Saved data entries
::::::
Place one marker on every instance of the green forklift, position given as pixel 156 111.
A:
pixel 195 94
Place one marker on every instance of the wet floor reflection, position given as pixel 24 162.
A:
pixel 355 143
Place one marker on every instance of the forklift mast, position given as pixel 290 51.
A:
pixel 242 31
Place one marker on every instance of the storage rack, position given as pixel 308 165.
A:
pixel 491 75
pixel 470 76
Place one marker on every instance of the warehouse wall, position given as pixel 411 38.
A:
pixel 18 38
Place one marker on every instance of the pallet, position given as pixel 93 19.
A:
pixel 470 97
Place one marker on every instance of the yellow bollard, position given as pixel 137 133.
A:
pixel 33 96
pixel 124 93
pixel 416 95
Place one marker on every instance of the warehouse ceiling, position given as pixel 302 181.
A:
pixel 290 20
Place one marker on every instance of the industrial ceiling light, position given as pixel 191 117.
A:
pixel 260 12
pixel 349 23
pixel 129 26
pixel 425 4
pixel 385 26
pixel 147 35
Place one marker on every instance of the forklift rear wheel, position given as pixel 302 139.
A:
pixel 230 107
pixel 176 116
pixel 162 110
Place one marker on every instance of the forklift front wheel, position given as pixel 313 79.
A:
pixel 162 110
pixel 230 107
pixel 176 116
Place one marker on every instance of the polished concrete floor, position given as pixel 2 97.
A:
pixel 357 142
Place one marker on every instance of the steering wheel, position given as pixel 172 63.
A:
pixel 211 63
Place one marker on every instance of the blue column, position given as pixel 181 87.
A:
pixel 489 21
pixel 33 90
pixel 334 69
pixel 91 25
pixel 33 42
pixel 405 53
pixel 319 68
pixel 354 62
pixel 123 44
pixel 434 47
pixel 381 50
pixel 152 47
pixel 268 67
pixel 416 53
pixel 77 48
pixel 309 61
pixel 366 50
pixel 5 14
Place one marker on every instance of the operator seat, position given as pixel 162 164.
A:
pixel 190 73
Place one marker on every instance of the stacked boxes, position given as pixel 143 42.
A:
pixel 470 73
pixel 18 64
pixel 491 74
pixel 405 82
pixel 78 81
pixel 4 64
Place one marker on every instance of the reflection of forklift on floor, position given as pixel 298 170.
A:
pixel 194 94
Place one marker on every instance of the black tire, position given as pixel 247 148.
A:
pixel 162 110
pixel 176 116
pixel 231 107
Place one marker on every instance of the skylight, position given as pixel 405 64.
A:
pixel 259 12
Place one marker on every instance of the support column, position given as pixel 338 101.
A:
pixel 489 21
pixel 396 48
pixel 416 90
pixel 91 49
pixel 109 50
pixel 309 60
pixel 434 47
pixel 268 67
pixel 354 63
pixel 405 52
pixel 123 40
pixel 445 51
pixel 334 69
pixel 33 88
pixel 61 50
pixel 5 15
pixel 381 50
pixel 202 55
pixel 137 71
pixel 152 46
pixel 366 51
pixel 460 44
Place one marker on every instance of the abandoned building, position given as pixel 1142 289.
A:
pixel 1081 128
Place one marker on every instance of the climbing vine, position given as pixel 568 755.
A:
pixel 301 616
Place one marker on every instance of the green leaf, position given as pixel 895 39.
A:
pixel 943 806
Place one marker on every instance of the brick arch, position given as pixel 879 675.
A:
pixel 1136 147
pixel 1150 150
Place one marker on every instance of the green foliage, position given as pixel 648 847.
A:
::::::
_WHAT TO PRODUCE_
Look through the entries and copy every line in which the string "floor" appears.

_ANSWER TO THIS TASK_
Place one marker on every instance of the wet floor reflection, position given as pixel 24 162.
Place one marker on every instance of the polished concrete floor, position given as pixel 2 97.
Place one marker on every instance of the reflection of forklift on floor, position given as pixel 298 170.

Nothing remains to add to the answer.